§ Source extract:
>> START
When you’re a star they let you do it. You can do anything … Grab them by the pussy. You can do anything.

I don’t believe that most people think it’s okay to “grab them by the pussy,” at work or anyplace else. And yet, 62 million is a lot of votes, so there are things we need to talk about. Here’s the above quote with a small tweak that’s more real than we’d like to think:

When you’re the boss they let you do it. You can do anything … Grab them by the pussy. You can do anything.

Make no mistake: “the boss” I’m referring to is a man. In today’s Fortune 500, only 4% of the CEOs are female. According to Fortune, “for women at the top levels of American business, it can sometimes feel like every step forward is followed by two steps back.”

No kidding! I recently had the pleasure of meeting with Nancy Lyons, the amazing CEO at Clockwork in Minneapolis. “I’m so sick of hearing about the glass ceiling,” Nancy said, “it’s not glass, it’s concrete.”

Grabbing them by the whatever 

As the “you can do anything” comment traveled through the media this past October, Trump was forced to explain himself:

“This was locker room talk. I am not proud of it. I apologized to my family and the American people,” Trump said. “I am embarrassed by it and I hate it, but it’s locker room talk and one of those things.”

“For the record, are you saying that what you said on the bus 11 years ago, that you did not kiss women without consent or grope women?” Cooper said.

“Nobody has more respect for women than I do,” Trump replied.

For the sake of discussion, I’m going give our president-elect the benefit of the doubt and take his comments as crass, rather than predatory. But I’ve still got questions. Can someone both respect women and say these kinds of things at the same time? And does saying these things, even as a joke, sometimes lead to doing them? In Malcom Gladwell’s terrific 2015 New Yorker article “Thresholds of Violence,” the author writes: 

What explains a person or a group of people doing things that seem at odds with who they are or what they think is right? […] Social processes are driven by our thresholds—which [Stanford sociologist Mark Granovetter] defined as the number of people who need to be doing some activity before we agree to join them.
>> END
§ Task requirements:
(A) Based on the article on sexism at work, say whether each statement agrees with it, answering yes or no and quoting the deciding words: (i) Women hold 4% of CEO posts in the Fortune 500. (ii) Nancy Lyons leads Clockwork in Chicago. (iii) The Gladwell piece cited was published in 2016.
(B) Continue the article on sexism at work from its final sentence.

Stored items
>> START
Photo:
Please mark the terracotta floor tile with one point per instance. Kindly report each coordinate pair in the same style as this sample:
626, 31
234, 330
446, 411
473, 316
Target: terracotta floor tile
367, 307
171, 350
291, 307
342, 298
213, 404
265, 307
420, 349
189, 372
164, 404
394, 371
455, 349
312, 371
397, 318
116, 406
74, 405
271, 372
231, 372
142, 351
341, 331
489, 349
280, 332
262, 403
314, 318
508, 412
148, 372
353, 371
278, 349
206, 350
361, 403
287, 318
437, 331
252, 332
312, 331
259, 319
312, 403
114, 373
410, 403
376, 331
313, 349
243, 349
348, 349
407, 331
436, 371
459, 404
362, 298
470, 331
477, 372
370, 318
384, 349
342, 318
>> END
§ Results in order:
(A)
(i) Yes: "In today’s Fortune 500, only 4% of the CEOs are female."
(ii) No: "the amazing CEO at Clockwork in Minneapolis"
(iii) No: "Malcom Gladwell’s terrific 2015 New Yorker article"

(B)
In other words, we might not jump off a bridge just because one friend is doing it, but if lots of friends are doing it, that bridge might not look so bad after all.

Consider “locker room talk” in this context. One man saying crass things is an anomaly. A group of men in a locker room saying crass things creates an environment in which people start to say things “that seem at odds with who they are.” A locker room like that would not be a safe place for a woman.

And this kind of behavior is not confined to the locker room. According to the Trades Union Congress (TUC):

More than half (52%) of women, and nearly two-thirds (63%) of women aged 18-24 years old, said they have experienced sexual harassment at work, according to a new research from the TUC in collaboration with the Everyday Sexism Project published today [August 10, 2016].

In the vast majority of cases (88%), the perpetrator of the sexual harassment was male, and nearly one in five (17%) women reported that it was their line manager, or someone with direct authority over them.

The survey says that:

  • nearly one in three (32%) of women have been subject to unwelcome jokes of a sexual nature while at work
  • more than one in four (28%) of women have been the subject of comments of a sexual nature about their body or clothes at work
  • nearly a quarter (23%) of women have experienced unwanted touching – like a hand on the knee or lower back at work
  • a fifth (20%) of women have experienced unwanted verbal sexual advances at work
  • around one in eight (12%) women have experienced unwanted sexual touching or attempts to kiss them at work.

I don’t need to find additional sources to confirm what the TUC has found; these results will surprise nobody. The show “Mad Men” is not a time capsule, it’s a mirror.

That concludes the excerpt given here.